--- Prompt ---
Reproduce the records that follow exactly; any picture among them stays out.

--- Extracted information ---
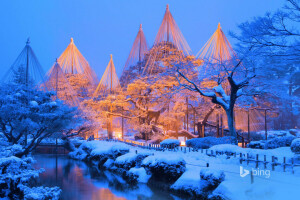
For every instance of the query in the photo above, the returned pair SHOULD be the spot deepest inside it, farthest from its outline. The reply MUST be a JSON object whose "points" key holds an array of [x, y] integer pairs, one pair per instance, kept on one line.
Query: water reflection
{"points": [[79, 181]]}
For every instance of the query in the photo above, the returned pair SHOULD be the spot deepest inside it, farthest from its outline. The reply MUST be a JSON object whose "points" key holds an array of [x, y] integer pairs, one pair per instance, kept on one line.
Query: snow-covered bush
{"points": [[207, 142], [256, 144], [84, 150], [295, 146], [294, 132], [130, 160], [170, 143], [277, 142], [214, 177], [107, 151], [37, 113], [16, 178], [41, 193], [165, 167]]}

--- Expected output ---
For every instance of the query in the photo above, the returned pair SHOULD be the spot deepest inside it, farthest from its outline. The reply MUST be a JSON object whose "points" key holds an array of [x, y] integer pairs, one pair per instance, kept on one line.
Query: water reflection
{"points": [[79, 181]]}
For every instance of the query in the photo above, the returned pair SHOULD be the spot deepest inside it, farthest from its outline. The reply MUST be a JSON object whose "points" key holds an array of [x, y] integer pairs, one pair per instance, kept on one line.
Query: snow-covered bush
{"points": [[207, 142], [256, 144], [84, 150], [295, 146], [294, 132], [130, 160], [170, 143], [277, 142], [214, 177], [107, 151], [37, 113], [16, 178], [41, 193], [165, 167]]}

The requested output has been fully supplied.